Supreme Court of Ohio
Jul 20, 1955
128 N.E.2d 34 (Ohio 1955)

Opinion

No. 34282

Decided July 20, 1955.

Insurance — Life — Copy of application to accompany policy — Section 9389, General Code — Provision applicable to reinstatement application — Non-complying insurer estopped to deny truth of application.

1. Under the provisions of Section 9389, General Code (Section 3911.04, Revised Code), every life insurance company doing business in this state shall return with, and as part of any policy issued by it, to any person taking such policy, a full and complete copy of each application or other document held by it which is intended in any manner to affect the force or validity of such policy.

2. A company which neglects so to do, so long as it is in default for such copy, shall be estopped from denying the truth of any such application or other document.

3. Such provisions are applicable to an application for reinstatement of the policy after default and lapse, as well as to an application for the original policy.

## [DATASET EXTRACT]
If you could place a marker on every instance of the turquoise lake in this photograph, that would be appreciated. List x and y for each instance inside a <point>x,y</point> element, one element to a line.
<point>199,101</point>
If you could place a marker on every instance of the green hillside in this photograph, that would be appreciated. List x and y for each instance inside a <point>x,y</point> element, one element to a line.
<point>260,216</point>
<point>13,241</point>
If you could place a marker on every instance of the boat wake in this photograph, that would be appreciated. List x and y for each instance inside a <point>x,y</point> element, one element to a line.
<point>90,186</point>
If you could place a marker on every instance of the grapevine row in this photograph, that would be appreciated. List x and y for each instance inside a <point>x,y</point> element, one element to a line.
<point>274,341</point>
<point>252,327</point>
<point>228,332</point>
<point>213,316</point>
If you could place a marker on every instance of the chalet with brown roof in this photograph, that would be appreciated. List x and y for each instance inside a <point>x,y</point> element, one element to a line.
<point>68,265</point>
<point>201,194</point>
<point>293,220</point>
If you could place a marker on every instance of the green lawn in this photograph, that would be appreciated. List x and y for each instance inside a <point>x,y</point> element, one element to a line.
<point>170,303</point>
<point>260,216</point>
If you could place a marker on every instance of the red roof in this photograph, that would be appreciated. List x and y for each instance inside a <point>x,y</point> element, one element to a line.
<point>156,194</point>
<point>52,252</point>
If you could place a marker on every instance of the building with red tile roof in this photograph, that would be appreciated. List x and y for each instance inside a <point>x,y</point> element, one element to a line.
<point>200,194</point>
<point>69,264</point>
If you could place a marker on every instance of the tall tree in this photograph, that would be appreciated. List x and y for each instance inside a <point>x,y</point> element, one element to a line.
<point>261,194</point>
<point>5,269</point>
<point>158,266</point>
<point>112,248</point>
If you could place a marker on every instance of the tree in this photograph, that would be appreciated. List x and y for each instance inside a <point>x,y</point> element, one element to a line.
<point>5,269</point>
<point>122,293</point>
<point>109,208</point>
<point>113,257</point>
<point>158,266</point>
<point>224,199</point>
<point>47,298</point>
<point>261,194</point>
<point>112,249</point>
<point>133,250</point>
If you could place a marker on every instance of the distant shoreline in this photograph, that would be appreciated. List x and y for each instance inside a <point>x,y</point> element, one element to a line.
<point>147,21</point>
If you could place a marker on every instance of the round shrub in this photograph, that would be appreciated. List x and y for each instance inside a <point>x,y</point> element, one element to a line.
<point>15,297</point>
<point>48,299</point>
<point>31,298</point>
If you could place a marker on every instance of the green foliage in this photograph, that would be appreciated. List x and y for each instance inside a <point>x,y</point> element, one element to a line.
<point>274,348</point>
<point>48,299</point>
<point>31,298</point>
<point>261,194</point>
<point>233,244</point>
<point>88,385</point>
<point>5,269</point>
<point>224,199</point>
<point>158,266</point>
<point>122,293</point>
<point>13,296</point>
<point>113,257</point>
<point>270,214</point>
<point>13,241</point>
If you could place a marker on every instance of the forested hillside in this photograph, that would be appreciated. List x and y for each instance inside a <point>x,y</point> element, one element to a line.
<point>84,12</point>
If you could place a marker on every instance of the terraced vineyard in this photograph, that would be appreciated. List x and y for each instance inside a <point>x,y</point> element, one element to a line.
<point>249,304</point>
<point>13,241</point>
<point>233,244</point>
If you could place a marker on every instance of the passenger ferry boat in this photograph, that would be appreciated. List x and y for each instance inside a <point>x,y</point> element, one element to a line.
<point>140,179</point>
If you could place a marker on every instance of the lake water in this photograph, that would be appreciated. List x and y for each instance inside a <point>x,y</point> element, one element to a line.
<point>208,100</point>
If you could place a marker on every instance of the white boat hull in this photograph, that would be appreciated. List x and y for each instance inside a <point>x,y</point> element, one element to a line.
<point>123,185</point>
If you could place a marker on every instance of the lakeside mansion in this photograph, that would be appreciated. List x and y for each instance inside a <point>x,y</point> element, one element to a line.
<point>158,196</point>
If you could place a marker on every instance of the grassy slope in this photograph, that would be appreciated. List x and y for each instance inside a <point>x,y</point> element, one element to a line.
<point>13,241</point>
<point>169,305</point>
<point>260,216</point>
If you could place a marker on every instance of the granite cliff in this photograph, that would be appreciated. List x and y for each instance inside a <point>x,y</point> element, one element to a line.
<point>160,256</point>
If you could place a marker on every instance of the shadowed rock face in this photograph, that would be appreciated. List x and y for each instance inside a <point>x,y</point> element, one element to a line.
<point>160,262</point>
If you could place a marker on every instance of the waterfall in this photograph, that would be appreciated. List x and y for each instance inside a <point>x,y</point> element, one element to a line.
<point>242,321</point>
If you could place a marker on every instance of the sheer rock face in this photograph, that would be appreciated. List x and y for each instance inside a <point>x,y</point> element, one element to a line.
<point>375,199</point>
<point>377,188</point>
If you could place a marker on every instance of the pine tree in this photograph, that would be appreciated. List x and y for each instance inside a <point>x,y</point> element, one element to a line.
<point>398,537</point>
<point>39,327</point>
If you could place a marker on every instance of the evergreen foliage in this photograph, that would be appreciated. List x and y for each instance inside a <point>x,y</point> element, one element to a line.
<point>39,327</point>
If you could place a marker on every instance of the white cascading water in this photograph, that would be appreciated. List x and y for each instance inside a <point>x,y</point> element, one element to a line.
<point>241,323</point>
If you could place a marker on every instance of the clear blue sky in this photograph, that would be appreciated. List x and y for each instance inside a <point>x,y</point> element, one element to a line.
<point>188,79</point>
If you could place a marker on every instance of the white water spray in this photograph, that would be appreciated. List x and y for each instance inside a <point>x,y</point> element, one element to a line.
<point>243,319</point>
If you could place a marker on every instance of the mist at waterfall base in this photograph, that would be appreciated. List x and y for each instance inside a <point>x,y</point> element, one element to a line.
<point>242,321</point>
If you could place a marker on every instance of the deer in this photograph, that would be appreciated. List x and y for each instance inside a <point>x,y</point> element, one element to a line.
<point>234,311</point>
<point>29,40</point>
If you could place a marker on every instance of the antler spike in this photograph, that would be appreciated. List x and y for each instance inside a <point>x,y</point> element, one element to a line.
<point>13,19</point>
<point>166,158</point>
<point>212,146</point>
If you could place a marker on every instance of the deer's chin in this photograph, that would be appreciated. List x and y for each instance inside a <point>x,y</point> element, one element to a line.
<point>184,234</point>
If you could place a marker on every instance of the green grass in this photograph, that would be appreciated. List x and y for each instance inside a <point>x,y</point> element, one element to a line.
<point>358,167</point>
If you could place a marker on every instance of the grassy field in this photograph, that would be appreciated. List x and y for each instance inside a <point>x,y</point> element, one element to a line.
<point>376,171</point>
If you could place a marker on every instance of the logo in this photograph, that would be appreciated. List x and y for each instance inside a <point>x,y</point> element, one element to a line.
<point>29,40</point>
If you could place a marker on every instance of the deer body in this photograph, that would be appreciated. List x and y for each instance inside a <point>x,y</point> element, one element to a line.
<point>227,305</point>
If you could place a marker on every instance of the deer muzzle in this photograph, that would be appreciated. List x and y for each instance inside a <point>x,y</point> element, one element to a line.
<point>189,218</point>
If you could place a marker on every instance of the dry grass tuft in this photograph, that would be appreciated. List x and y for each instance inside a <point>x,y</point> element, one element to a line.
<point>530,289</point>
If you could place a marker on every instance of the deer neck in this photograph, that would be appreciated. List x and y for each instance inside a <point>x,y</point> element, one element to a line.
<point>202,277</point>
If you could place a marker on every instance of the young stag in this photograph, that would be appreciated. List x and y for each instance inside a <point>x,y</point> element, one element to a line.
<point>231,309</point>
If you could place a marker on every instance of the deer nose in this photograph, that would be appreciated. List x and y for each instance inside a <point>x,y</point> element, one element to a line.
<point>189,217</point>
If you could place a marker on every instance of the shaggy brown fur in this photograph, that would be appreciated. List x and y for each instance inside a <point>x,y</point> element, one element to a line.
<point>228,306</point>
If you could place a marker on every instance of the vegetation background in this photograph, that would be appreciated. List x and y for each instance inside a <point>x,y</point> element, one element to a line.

## [LIST OF TASKS]
A – According to the Ohio life insurance opinion, what happens to a company that fails to return a copy of the application with the policy?
B – Pick up the Ohio life insurance opinion after its last sentence and carry it on.
The listing is separate material, not part of the Ohio life insurance opinion.

## [REPLIES]
A – As long as it is in default for the copy, it is estopped from denying the truth of the application or other document.

B –
APPEAL from the Court of Appeals for Hamilton County.

In the Court of Common Pleas the plaintiff insurance company instituted this action for the purpose of obtaining the cancellation of an insurance policy in the sum of $5,000 issued May 12, 1949, on the life of the defendant's husband, now deceased, which policy is now claimed to be null and void.

The following year the policy lapsed for nonpayment of the premium due on May 12.

Approximately three months later the insured filed an application for reinstatement of the policy, and on August 14 of that year the plaintiff company reinstated the policy. Subsequently all premiums were duly paid until the death of the insured on April 23, 1952.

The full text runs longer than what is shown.